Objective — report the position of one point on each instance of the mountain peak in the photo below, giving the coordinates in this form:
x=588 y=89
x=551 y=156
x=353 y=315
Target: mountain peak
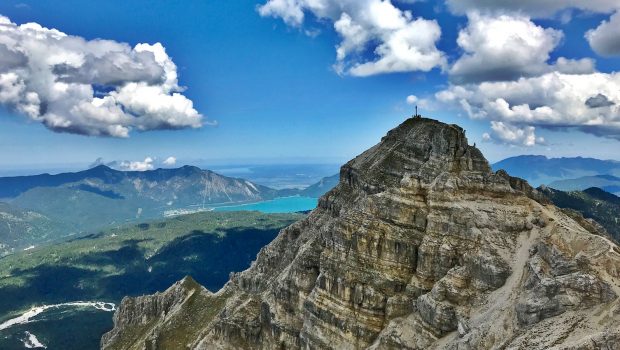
x=419 y=246
x=419 y=146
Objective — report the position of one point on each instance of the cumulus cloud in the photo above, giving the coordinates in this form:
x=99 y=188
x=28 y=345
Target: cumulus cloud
x=90 y=87
x=400 y=42
x=534 y=8
x=170 y=161
x=510 y=134
x=605 y=39
x=146 y=164
x=507 y=47
x=552 y=100
x=599 y=101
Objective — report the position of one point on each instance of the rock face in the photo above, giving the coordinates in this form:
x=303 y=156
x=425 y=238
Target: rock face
x=419 y=246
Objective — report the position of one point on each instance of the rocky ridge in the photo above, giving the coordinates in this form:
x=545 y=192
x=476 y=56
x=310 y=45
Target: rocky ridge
x=419 y=246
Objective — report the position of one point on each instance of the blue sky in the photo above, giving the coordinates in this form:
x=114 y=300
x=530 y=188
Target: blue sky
x=272 y=88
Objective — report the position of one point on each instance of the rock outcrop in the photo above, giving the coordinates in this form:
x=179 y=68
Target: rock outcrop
x=419 y=246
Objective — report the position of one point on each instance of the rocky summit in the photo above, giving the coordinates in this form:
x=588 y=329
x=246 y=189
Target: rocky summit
x=420 y=246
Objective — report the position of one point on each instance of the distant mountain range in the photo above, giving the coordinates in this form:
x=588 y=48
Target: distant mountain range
x=539 y=170
x=592 y=203
x=45 y=208
x=608 y=183
x=101 y=196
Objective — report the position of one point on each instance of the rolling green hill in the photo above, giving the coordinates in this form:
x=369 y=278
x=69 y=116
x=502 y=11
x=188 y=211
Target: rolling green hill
x=21 y=229
x=593 y=203
x=102 y=197
x=130 y=260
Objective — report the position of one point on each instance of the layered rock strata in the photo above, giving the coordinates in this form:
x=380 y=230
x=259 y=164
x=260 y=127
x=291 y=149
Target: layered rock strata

-.-.-

Can you write out the listing above again with "instance" replaced by "occurrence" everywhere it occurs, keeping everything else the same and leaving out the pictures?

Objective — report the position of one point on each occurrence of the mountain peak in the photo below, giving the coordinates in this form:
x=588 y=89
x=551 y=156
x=353 y=315
Target: mountain peak
x=419 y=246
x=419 y=146
Objective — report the position of one point on each occurrence of the cumulus cloud in the photo above, giving the coordinates in this form:
x=99 y=188
x=28 y=345
Target: cumulus cloud
x=90 y=87
x=400 y=42
x=534 y=8
x=170 y=161
x=510 y=134
x=605 y=39
x=146 y=164
x=507 y=47
x=552 y=100
x=599 y=101
Objective — report the position of one point on each occurrence of the rock face in the photo above, giving the coordinates in this form:
x=303 y=156
x=425 y=238
Target: rock face
x=419 y=246
Objective — report the position of one point on each occurrence of the rocky ridge in the photo above, giving the coordinates in this form:
x=545 y=192
x=476 y=56
x=310 y=45
Target: rocky ridge
x=419 y=246
Objective — report the position of one point on each occurrence of the blue sky in the photo above, giving the coordinates in this form:
x=114 y=300
x=530 y=188
Target: blue sky
x=272 y=88
Objective — report the position of one point on each occurrence of the rock outcrop in the photo above, giving the coordinates in this form:
x=179 y=68
Target: rock outcrop
x=419 y=246
Objective — report the position of one point on each occurrence of the rocky summit in the photo above, giving the coordinates in this form:
x=588 y=329
x=246 y=189
Target: rocky summit
x=420 y=246
Objective — report the position of one point on each occurrence of the distant mountain range in the photo above, giving the coordinates in this form:
x=588 y=48
Target: distant mountain range
x=539 y=170
x=592 y=203
x=45 y=208
x=608 y=183
x=101 y=196
Objective — report the position of one point on each occurrence of the rolling green hill in the photo above, giving the coordinates in this form:
x=369 y=278
x=69 y=116
x=502 y=11
x=188 y=211
Target: rolling green hill
x=21 y=229
x=593 y=203
x=102 y=197
x=130 y=260
Objective — report the position of one point on each occurrence of the layered rock strata in the photo above, giving the coordinates in this form:
x=380 y=230
x=259 y=164
x=260 y=127
x=291 y=149
Target: layered rock strata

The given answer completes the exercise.